TO DO: Report back each line of the data that contains the word "trace".

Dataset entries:
****************************************

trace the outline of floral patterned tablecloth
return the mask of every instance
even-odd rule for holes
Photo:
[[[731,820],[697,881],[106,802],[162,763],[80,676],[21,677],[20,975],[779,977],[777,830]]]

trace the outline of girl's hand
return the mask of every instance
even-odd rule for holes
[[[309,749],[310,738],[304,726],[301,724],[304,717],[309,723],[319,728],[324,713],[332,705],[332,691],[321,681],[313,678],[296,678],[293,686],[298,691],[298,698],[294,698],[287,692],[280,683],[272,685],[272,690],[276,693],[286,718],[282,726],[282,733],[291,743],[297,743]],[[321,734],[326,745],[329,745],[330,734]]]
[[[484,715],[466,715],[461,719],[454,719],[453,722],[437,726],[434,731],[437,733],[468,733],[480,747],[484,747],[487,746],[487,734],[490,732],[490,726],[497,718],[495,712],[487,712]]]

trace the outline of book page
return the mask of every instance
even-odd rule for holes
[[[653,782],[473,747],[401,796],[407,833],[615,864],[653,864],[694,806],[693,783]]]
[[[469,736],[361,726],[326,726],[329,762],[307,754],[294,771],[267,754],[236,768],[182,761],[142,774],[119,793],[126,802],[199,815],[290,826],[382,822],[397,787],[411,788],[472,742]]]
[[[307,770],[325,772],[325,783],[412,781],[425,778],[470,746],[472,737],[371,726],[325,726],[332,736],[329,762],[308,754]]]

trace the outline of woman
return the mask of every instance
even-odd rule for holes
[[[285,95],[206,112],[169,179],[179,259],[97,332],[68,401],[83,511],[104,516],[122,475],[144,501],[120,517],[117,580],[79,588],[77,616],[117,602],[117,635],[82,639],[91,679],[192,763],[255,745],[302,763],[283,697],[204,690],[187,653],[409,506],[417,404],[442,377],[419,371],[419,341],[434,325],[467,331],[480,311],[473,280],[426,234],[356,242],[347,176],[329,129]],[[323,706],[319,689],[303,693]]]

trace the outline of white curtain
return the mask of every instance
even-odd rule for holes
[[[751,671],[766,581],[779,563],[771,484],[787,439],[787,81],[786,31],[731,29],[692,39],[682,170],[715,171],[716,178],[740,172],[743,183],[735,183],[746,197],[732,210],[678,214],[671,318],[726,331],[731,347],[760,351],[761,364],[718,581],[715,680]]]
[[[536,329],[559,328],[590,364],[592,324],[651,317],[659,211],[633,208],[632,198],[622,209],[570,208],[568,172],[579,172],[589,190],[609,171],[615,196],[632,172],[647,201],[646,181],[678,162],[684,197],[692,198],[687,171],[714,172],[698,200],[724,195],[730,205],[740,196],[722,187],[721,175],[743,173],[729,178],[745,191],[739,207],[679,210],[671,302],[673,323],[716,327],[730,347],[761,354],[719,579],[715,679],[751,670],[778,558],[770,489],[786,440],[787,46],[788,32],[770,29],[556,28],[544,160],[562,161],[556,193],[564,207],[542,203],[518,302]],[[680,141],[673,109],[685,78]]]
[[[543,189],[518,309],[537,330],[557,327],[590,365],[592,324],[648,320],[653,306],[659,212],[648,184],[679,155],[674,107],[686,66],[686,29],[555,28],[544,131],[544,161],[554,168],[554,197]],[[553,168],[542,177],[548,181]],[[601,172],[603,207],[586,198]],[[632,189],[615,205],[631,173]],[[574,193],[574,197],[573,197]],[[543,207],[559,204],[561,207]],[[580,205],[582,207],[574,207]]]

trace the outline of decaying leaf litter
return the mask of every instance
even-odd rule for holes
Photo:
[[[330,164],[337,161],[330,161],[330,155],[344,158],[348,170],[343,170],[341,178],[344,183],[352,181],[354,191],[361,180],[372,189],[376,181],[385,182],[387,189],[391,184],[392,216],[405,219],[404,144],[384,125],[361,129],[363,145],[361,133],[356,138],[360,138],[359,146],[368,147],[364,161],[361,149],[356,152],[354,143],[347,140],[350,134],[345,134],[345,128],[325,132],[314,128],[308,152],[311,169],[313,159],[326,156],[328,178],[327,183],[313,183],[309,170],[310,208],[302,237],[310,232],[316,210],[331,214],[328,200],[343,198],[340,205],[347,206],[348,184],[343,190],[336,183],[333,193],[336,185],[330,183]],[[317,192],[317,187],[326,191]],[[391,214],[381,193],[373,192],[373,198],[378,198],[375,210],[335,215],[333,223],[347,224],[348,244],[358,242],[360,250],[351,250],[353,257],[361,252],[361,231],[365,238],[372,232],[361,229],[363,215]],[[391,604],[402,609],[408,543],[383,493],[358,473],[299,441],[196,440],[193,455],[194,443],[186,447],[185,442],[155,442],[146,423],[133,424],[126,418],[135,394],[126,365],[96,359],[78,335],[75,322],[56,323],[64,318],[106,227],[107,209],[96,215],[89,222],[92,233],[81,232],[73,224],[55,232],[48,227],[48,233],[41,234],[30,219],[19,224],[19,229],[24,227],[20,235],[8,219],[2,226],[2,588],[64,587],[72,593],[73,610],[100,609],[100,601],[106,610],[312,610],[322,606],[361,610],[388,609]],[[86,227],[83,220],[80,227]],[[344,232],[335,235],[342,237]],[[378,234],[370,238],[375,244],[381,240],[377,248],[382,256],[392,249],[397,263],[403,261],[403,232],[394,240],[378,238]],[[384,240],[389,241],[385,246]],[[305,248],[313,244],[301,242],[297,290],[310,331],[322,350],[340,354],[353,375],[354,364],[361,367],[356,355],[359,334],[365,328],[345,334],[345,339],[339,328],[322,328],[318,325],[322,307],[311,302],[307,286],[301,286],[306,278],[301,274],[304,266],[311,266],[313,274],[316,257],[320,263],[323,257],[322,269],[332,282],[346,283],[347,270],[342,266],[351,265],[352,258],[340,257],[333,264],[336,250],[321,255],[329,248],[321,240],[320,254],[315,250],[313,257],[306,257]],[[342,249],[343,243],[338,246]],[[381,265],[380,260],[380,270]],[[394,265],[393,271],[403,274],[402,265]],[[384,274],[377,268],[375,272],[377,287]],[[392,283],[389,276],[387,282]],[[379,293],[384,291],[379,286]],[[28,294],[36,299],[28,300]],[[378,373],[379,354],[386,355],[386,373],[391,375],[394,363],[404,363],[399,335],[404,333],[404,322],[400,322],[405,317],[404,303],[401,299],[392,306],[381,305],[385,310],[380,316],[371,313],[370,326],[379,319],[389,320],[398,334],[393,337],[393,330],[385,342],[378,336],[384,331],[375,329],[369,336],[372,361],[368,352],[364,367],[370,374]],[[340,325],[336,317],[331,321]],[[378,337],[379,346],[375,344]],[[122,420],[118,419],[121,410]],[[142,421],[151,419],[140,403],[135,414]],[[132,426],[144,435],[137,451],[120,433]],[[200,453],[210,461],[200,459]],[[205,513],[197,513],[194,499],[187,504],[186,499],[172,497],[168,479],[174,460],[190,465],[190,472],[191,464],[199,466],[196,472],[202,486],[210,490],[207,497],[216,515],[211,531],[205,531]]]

****************************************

RESPONSE AREA:
trace the outline of floral patterned tablecloth
trace the outline of girl's hand
trace the outline of book page
trace the outline of woman
trace the outline of white curtain
trace the outline of decaying leaf litter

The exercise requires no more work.